STATED PROBLEM: Count the lines in the data below that contain the word "navy". Reply with the number only.

begin

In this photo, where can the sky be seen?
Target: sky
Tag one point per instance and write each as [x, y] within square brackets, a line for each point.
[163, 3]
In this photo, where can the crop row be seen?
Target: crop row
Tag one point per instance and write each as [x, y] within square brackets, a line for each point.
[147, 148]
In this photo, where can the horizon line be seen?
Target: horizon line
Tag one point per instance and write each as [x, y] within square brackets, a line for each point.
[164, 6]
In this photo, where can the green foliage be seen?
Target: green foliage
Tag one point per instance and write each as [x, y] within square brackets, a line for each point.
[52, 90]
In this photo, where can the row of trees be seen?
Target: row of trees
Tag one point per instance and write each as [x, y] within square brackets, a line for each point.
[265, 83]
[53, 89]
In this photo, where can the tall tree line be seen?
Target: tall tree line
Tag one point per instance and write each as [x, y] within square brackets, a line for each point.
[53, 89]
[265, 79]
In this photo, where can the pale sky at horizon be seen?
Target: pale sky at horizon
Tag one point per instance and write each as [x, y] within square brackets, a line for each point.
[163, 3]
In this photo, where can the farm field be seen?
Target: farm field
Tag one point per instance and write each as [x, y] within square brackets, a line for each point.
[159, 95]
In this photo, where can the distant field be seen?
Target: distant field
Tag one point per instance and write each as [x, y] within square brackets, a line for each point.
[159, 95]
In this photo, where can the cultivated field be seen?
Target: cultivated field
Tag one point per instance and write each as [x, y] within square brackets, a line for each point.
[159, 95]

end
begin

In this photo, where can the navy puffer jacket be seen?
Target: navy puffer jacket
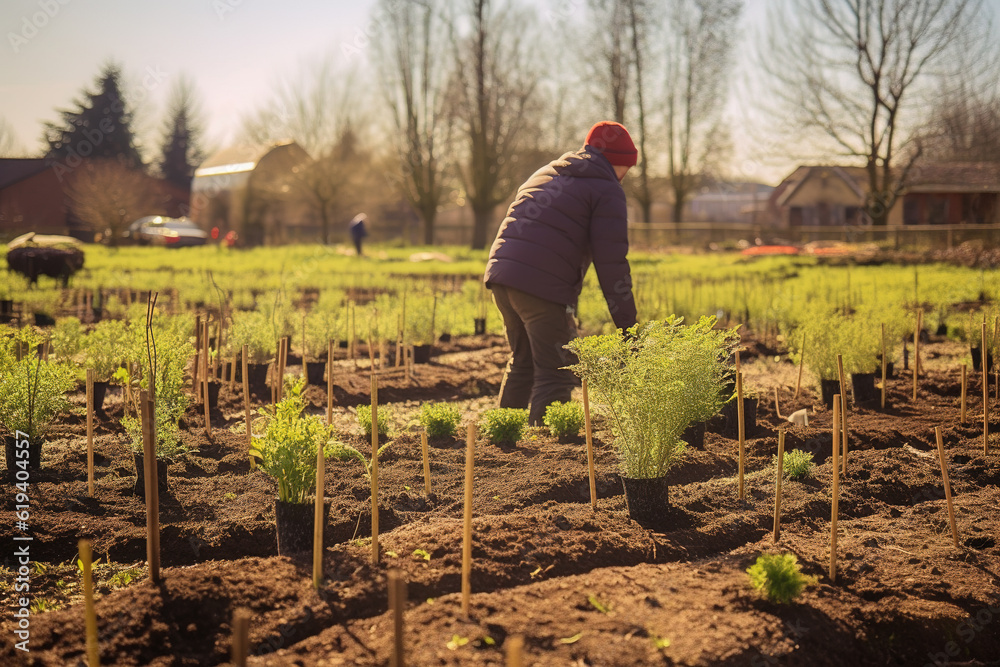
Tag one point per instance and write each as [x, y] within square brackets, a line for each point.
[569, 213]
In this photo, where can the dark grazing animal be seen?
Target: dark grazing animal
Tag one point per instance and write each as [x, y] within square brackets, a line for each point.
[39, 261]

end

RESULT OF THIS EXERCISE: 2